> [EXERCISE]: Each record should be set down again so that it matches the original exactly.

+---+

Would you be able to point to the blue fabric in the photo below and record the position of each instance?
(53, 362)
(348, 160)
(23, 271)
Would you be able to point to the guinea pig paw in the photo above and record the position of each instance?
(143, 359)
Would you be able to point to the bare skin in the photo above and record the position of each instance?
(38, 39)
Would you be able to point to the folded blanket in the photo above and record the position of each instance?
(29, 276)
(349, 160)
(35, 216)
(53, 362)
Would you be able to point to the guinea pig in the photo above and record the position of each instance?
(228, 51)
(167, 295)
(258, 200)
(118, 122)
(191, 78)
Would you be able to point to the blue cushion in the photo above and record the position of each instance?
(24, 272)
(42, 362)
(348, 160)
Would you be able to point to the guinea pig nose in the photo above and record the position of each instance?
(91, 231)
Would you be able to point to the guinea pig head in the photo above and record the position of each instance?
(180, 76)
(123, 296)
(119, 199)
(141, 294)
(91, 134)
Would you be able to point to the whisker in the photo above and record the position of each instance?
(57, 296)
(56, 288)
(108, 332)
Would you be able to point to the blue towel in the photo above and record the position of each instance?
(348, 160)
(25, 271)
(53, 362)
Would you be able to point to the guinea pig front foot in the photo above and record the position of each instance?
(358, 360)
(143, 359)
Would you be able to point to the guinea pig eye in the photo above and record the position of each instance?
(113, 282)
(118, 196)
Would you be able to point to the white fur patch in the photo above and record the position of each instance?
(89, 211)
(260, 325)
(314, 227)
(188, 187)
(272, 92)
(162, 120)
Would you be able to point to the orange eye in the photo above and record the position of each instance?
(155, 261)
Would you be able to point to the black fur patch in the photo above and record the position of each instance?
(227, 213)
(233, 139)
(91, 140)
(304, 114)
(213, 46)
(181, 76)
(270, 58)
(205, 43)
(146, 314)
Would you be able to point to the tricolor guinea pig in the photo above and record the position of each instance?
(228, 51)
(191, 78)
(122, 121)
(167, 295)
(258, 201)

+---+

> [WRITTEN RESPONSE]:
Would you be able to point to the blue fabric in the photo below and record the position of each instance?
(53, 362)
(348, 160)
(23, 271)
Would you be able to point to the guinea pig paw in the photo above and record the position of each instance?
(143, 359)
Would you be able to point to the bare skin in the photo above and record the position of each instance?
(38, 39)
Would you be able to point to the folded blanket in the photo above and record the position of each instance?
(29, 276)
(349, 160)
(35, 216)
(53, 362)
Would you be able to point to the guinea pig in the photo above and record the position of each instance?
(228, 51)
(167, 295)
(258, 200)
(118, 122)
(191, 78)
Would you be able to point to the blue cushion in the photo above and record the position of each instance?
(24, 272)
(42, 362)
(348, 160)
Would you be able to point to the guinea pig nose in the photo above and record the position of each instance?
(91, 231)
Would you be able to point to the guinea pig head in the photo above and record the position of each instance?
(180, 76)
(123, 296)
(119, 199)
(141, 294)
(91, 134)
Would you be able to point to the whisker in the photo above and record the position of each instance?
(57, 296)
(56, 288)
(108, 332)
Would you be able to point to the blue towel in the photo above and record the position of each instance?
(348, 160)
(25, 271)
(53, 362)
Would you be able to point to the guinea pig front foot in the photo above and record the position of each instance?
(358, 360)
(143, 359)
Would you be able to point to the guinea pig eye in the photo above and record the position of each instance?
(113, 282)
(118, 196)
Would you be able to point to the white fur patch in the photo above and record the position of each instance?
(89, 211)
(260, 325)
(314, 227)
(188, 187)
(272, 92)
(162, 120)
Would you be able to point to the orange eye in the photo above and record the position of each instance?
(155, 261)
Would you be able to point to the black fur patch in the photo above and record the position of each instance?
(227, 213)
(233, 139)
(91, 140)
(304, 114)
(213, 46)
(181, 76)
(270, 58)
(205, 43)
(146, 314)
Would you be able to point to the tricolor guinea pig in the photo above and record the position of each instance?
(228, 51)
(191, 78)
(122, 121)
(167, 295)
(258, 201)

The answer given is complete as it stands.